Data for this task: Begin

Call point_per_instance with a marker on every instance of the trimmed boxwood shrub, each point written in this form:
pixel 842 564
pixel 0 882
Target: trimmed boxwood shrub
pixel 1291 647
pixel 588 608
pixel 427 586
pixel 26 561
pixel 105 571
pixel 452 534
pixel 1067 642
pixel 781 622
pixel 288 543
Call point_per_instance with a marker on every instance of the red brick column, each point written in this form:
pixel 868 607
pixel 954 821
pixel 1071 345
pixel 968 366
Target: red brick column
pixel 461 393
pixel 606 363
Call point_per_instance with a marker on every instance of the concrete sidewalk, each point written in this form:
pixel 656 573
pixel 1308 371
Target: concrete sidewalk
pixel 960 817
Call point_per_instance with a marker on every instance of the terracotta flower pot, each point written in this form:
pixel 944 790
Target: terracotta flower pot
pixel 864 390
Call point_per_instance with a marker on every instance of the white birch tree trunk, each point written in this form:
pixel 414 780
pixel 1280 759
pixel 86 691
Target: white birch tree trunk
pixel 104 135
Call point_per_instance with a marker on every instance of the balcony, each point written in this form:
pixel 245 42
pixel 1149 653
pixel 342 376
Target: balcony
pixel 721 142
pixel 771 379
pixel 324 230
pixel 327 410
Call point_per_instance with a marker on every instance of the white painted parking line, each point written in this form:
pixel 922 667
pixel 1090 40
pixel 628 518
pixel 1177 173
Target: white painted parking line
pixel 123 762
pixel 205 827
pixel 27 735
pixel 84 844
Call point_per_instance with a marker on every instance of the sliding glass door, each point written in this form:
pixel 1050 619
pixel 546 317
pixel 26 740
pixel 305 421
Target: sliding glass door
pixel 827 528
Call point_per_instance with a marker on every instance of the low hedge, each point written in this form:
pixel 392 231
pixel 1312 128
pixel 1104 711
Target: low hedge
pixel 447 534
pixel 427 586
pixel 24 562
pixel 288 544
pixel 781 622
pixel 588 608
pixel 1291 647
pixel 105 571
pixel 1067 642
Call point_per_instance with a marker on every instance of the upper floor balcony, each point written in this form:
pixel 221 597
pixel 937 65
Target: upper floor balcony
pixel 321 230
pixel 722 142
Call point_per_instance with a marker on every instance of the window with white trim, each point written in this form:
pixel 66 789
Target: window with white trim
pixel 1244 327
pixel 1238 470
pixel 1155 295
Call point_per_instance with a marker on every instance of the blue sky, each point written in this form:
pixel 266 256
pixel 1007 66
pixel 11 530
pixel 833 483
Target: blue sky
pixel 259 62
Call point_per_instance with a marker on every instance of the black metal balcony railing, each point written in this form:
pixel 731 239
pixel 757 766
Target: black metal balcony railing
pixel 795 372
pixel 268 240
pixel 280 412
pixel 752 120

Data for this task: End

Task requirements:
Your task is to restate, word for word, only those lines above that fall between the line holding "the white birch" and the line holding "pixel 342 376", inclusive.

Written solution:
Call point_per_instance with a marker on every instance of the white birch tree trunk, each point written in this form:
pixel 414 780
pixel 1280 759
pixel 86 691
Target: white birch tree trunk
pixel 104 135
Call point_per_instance with a marker on every instance of the balcony, each point written in this form:
pixel 245 42
pixel 1149 653
pixel 342 376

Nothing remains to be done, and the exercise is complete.